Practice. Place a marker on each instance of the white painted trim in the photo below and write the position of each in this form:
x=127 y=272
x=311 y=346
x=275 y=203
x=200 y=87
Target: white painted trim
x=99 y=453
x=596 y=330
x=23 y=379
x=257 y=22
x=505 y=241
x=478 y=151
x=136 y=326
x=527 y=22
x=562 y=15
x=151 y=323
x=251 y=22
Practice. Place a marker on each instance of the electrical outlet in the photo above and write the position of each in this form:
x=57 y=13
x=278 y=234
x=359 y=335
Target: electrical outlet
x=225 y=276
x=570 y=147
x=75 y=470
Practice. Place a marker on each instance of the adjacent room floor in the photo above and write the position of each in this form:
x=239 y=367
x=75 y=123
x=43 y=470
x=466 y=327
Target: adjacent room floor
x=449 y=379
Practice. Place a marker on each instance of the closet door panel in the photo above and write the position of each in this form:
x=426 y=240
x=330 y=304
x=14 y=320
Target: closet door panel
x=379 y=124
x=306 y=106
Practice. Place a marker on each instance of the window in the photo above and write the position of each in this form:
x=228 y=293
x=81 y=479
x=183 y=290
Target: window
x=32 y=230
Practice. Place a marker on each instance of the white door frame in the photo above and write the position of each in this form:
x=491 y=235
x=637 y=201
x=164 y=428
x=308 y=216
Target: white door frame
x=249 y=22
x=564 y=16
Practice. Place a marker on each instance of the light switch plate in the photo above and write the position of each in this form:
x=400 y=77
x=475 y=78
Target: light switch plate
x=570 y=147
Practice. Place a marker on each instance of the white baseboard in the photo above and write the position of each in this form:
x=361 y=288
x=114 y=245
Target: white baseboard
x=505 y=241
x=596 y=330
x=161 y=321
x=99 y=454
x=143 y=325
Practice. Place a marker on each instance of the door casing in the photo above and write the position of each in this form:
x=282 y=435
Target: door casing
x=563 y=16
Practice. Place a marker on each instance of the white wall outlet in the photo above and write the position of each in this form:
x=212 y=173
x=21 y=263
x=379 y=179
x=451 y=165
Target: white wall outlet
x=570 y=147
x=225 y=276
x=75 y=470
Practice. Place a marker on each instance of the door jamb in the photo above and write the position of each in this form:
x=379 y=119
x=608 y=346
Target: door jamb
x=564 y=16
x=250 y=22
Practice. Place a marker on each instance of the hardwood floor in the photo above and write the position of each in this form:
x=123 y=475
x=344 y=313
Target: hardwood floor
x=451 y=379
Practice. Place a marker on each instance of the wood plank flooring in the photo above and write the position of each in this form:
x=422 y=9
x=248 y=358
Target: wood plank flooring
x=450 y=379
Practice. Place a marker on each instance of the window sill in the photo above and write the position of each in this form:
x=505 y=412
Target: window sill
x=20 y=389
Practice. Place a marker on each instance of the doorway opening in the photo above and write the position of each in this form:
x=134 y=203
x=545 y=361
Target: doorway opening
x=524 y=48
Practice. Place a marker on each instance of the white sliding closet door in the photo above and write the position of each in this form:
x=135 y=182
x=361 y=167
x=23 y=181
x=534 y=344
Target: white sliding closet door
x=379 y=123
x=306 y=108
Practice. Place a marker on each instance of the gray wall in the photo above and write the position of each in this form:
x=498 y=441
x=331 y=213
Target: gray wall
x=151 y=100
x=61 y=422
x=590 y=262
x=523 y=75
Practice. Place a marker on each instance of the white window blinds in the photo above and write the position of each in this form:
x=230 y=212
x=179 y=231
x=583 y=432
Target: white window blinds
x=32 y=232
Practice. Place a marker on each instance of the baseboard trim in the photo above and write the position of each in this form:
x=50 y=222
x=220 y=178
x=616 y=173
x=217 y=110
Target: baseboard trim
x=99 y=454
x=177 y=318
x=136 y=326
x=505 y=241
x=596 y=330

- [EXERCISE BRIEF]
Can you reproduce the entries word for word, starting at their first line and ending at the line that contains "x=306 y=106", including both of those lines?

- [WORKED ANSWER]
Practice. Place a marker on each instance of the white painted trim in the photo below and write the position of each in this form:
x=127 y=272
x=311 y=346
x=275 y=203
x=200 y=87
Target: white painted trim
x=99 y=453
x=596 y=330
x=23 y=379
x=257 y=22
x=505 y=241
x=478 y=151
x=136 y=326
x=527 y=22
x=562 y=15
x=151 y=323
x=251 y=22
Practice. Place a marker on each instance of the electrical outlet in the photo above and write the position of each in this form:
x=57 y=13
x=278 y=234
x=359 y=335
Target: electrical outlet
x=225 y=276
x=570 y=147
x=75 y=470
Practice. Place a marker on each instance of the adjacent room floor in the photo above and write the position of each in this form:
x=239 y=367
x=75 y=123
x=43 y=470
x=466 y=327
Target: adjacent room floor
x=449 y=379
Practice. Place a marker on each instance of the closet door panel in the photo above and write the position of each in this form:
x=426 y=240
x=330 y=304
x=14 y=320
Target: closet door panel
x=379 y=124
x=306 y=106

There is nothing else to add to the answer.